>>>>

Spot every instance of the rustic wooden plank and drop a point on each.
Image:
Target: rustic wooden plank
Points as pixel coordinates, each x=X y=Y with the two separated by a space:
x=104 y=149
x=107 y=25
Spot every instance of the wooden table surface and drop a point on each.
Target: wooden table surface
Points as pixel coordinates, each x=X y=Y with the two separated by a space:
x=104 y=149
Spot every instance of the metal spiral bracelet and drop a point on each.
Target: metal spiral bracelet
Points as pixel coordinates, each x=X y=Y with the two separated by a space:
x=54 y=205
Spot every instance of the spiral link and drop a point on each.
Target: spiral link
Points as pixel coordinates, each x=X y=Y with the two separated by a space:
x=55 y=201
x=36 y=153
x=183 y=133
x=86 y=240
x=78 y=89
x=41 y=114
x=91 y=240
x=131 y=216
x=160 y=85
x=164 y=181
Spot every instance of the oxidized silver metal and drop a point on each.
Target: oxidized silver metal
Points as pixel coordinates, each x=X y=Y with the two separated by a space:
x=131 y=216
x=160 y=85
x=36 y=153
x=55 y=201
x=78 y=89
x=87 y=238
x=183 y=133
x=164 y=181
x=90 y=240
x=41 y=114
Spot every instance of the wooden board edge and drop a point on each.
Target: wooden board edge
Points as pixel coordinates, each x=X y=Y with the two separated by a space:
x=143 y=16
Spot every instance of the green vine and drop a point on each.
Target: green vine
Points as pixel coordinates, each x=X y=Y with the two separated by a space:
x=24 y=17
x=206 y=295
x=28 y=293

<<<<
>>>>

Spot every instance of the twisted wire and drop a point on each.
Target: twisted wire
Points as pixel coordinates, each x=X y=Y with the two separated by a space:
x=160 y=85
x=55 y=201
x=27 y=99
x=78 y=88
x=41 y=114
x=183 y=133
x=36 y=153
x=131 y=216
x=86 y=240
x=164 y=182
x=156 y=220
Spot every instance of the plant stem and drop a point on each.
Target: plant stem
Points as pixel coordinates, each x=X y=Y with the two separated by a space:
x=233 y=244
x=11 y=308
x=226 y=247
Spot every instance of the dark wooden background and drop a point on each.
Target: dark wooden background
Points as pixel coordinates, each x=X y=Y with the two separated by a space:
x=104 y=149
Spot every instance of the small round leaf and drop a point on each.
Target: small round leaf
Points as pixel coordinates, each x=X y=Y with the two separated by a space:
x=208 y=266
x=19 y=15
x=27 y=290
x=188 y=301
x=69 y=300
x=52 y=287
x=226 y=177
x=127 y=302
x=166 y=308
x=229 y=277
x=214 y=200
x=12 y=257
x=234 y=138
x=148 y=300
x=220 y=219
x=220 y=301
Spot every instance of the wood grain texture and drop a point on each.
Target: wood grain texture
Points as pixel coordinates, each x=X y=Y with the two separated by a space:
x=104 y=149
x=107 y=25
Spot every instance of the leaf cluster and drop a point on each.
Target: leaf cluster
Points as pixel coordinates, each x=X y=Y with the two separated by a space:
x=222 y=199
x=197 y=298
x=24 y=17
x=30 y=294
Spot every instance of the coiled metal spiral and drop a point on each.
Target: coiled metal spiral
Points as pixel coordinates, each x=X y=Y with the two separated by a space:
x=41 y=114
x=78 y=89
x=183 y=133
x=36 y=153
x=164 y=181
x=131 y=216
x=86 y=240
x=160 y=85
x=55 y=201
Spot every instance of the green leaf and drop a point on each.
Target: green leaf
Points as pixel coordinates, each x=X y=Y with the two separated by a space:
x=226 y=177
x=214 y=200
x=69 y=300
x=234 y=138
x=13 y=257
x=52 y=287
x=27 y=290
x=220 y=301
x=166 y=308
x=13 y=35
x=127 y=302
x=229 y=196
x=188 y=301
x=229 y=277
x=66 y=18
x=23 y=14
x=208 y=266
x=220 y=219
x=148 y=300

<<<<

### ACTIVITY
Above are the entries. Output exactly the lines beginning with the line that has "Target: wooden table surface" and ending with the line that has "Target: oxidized silver metal".

### RESULT FOR THIS TASK
Target: wooden table surface
Points as pixel coordinates, each x=X y=Y with the two separated by a space:
x=104 y=149
Spot every instance of the metal spiral bracelet and drop a point on each.
Target: metal spiral bracelet
Points as pixel coordinates, each x=X y=Y with the two separated by a space:
x=54 y=205
Spot every instance of the spiral link and drop a point on each.
Target: spiral link
Points as pixel coordinates, each x=X y=Y with the two separated by a space:
x=55 y=201
x=36 y=153
x=183 y=133
x=86 y=240
x=78 y=89
x=41 y=114
x=91 y=240
x=131 y=216
x=160 y=85
x=164 y=181
Spot every instance of the oxidized silver metal and drop a point on each.
Target: oxidized silver metal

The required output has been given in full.